╭─ SELECTED PASSAGE

12.4 - Linkage Disequilibrium

Printer-friendly versionPrinter-friendly version

It turns out that linkage disequilibrium is a key to doing phasing if we don't have family data. What is linkage disequilibrium?

In diploid organisms (organisms with 2 copies of each chromosome) the parents have two chromosomes each and the offspring gets one from each parent.

diagram of parent's contributions to offspring

However, processes during meiosis (production of the haploid (one copy of each chromosome) germ cells) crossover events take place in which the two autologous chromosomes exchange material. (Autologous means that these are the "same" chromosomes although there may be differences at the smaller scale.) This is called recombination, because the material in the chromosomes is recombined to form new chromosomes.  In many multicellular organisms, the average is 1 - 2 cross-overs in each germ cell.  This means that while the offspring obtain half of their genetic material from each parent, most inherited chromosomes are composed of segments arising from both of the chromosomes of the parents.  Linkage refers to the probabiity that two segments of DNA are inherited together.  If the segments are on different chromosomes, then the linkage probability is 1/4 (because inheritance will be independent, and the probability of selecting one of the two copies from each parent is 1/2).  If the segments are on the same chromosome, then the probability depends on the recombination rate between the segments (often called the genetic distance).   Although the genetic distance is not the same as the physical distance, thinking of the chromosomes as rigid sticks that get broken and then stuck back together leads to the (accurate) heuristic that segments that are close together have higher linkage than those that are further apart.  However, because the chromosomes have weaker and stronger regions, and because cross-over is mediated by biochemical processes, the genetic distance is not identical to the physical distance between the segments.

Two segments are said to be in linkage equilibrium if they are inherited independently.  Under random mating without selection you would expect SNPs on different chromosomes to be unlinked. Linkage equilibrium also occurs when the segments are sufficiently distant on the same chromosome.  Otherwise, they are said to be in linkage disequilibrium or LD.  LD induces association between the genotypes at nearby genetic variants.  SNPs close together on the same chromosome are linked.

LD makes it possible and effective to haplotype even when family samples are not included.  You can infer what the missing haplotypes are if you have a large sample by using information from the homozygotes to infer the likely pairings for the heterozygotes.

╰─

YOUR GOAL: In the linkage disequilibrium text, list every term whose meaning is explained inside parentheses, along with the explanation given.

╭─ RECORDS

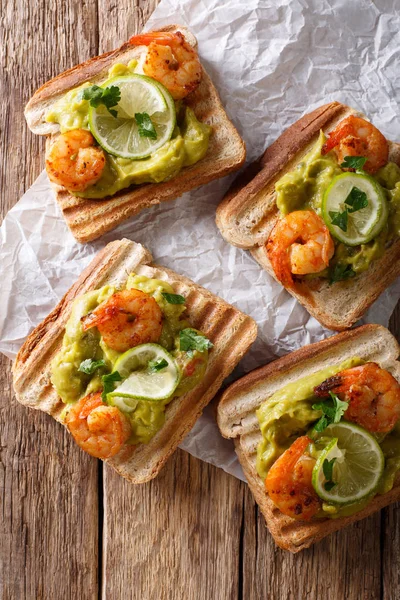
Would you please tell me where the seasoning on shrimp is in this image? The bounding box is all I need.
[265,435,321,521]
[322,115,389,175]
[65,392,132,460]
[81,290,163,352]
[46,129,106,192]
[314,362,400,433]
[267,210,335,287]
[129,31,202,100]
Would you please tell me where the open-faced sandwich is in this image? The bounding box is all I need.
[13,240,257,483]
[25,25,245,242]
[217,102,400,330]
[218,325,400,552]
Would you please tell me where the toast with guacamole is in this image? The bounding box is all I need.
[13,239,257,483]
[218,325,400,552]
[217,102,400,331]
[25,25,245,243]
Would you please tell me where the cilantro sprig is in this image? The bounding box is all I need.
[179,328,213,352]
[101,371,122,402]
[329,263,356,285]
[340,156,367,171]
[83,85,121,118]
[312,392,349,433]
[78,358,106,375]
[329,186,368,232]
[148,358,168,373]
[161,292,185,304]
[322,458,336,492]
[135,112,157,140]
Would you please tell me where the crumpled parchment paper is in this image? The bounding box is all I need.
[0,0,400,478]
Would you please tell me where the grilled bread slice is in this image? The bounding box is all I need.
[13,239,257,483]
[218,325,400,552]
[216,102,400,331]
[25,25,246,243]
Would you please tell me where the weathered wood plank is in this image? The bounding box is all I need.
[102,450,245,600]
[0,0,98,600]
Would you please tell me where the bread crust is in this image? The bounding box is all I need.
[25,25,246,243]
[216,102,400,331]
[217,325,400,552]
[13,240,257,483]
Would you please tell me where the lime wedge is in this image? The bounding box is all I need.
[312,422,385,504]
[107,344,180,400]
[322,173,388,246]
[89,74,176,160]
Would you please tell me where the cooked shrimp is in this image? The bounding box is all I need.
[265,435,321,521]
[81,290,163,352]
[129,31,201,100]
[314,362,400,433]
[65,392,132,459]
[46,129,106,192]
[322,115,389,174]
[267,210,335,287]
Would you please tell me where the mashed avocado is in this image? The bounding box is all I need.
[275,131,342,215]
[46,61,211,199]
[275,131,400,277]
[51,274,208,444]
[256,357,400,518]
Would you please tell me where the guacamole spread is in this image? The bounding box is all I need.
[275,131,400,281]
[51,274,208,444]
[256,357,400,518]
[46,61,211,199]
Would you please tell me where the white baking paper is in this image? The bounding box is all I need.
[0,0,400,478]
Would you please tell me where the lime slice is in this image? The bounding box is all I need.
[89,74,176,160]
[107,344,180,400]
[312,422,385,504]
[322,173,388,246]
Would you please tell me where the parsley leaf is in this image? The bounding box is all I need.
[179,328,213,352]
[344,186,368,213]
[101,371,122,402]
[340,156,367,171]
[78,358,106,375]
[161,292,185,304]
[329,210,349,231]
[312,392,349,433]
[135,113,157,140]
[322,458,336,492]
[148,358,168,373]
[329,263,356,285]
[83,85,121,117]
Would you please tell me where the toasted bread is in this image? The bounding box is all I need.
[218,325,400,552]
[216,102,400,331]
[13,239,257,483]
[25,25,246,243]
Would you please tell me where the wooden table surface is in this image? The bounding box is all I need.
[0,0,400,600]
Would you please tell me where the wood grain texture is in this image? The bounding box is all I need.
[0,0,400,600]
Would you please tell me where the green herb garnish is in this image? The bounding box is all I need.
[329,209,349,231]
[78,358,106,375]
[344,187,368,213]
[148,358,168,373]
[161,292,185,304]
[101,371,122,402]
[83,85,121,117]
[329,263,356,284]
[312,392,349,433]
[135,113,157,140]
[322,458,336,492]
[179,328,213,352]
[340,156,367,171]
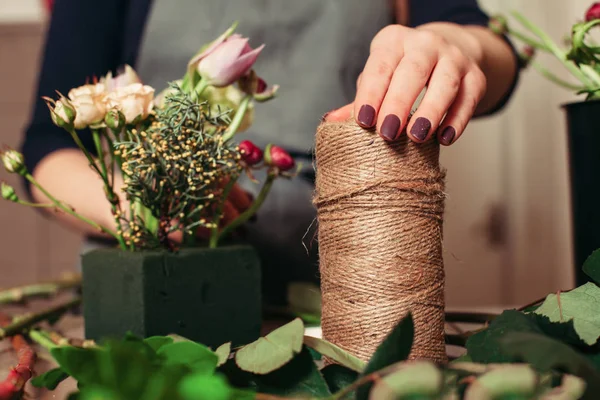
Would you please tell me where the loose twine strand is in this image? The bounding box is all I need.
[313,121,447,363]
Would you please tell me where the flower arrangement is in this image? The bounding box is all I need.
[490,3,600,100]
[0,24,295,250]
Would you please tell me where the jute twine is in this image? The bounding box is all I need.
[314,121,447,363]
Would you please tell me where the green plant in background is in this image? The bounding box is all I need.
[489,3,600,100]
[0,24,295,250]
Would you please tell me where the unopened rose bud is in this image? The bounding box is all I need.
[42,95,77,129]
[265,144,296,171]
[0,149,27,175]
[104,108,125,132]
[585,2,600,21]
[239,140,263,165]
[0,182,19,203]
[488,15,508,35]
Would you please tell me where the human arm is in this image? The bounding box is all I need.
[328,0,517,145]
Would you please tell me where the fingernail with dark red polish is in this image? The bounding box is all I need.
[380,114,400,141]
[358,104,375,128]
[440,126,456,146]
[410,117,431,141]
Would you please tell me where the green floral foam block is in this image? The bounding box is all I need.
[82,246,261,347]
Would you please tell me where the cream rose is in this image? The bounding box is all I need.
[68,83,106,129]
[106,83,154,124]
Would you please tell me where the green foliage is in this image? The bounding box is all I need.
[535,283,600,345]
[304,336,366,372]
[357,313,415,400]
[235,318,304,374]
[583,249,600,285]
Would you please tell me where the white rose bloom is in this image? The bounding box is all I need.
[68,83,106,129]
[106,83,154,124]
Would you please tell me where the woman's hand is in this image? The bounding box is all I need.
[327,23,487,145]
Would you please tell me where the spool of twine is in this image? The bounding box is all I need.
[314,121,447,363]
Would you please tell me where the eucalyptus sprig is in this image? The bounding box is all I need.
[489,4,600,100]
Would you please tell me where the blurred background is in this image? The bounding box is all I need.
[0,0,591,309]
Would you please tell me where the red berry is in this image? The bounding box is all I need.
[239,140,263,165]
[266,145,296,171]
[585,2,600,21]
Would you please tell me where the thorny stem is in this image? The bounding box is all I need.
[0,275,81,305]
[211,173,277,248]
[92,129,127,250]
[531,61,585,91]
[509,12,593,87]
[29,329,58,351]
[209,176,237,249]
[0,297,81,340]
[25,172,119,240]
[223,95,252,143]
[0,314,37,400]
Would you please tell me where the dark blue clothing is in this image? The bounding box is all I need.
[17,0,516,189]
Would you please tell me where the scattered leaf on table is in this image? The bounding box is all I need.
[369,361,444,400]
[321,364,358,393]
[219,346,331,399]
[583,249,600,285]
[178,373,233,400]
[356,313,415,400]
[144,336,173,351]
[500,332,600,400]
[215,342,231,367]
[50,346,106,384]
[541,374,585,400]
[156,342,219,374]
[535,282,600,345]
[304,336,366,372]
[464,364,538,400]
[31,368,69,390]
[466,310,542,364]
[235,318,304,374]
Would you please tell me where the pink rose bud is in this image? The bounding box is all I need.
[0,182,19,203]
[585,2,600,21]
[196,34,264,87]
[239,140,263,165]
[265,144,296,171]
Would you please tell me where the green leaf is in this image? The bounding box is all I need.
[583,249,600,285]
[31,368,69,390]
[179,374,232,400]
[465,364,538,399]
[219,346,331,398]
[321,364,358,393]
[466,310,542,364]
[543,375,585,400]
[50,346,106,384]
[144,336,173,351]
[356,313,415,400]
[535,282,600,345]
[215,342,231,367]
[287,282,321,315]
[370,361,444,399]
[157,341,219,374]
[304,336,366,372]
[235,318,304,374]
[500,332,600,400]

╰─
╭─ RECORDS

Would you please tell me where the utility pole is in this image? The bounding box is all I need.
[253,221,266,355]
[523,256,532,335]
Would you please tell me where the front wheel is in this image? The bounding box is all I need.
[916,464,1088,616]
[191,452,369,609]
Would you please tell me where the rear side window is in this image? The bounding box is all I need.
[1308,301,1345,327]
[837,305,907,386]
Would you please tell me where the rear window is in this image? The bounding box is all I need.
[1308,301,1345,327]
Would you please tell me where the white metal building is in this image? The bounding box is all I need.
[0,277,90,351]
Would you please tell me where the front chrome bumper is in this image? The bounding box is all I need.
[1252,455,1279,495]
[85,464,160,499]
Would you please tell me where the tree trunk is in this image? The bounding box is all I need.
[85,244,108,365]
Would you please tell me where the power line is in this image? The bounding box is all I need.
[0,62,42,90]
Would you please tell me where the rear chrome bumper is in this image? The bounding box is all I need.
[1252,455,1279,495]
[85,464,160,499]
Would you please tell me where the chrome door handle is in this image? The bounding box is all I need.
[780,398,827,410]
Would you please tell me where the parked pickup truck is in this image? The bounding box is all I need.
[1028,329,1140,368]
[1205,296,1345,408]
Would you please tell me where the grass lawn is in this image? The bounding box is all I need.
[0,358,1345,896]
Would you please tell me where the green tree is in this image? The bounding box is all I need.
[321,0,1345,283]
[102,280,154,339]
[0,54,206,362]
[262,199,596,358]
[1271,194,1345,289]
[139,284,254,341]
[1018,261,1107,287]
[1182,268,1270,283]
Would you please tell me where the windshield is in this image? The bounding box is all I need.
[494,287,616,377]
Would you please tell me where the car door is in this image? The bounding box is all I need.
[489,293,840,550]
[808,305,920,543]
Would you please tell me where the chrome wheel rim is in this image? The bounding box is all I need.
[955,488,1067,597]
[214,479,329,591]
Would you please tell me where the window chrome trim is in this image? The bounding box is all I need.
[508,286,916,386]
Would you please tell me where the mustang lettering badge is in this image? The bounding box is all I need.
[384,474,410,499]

╰─

ANSWER:
- Diploid organisms: organisms with 2 copies of each chromosome
- Meiosis: production of the haploid germ cells
- Haploid: one copy of each chromosome
- Autologous: these are the "same" chromosomes, although there may be differences at the smaller scale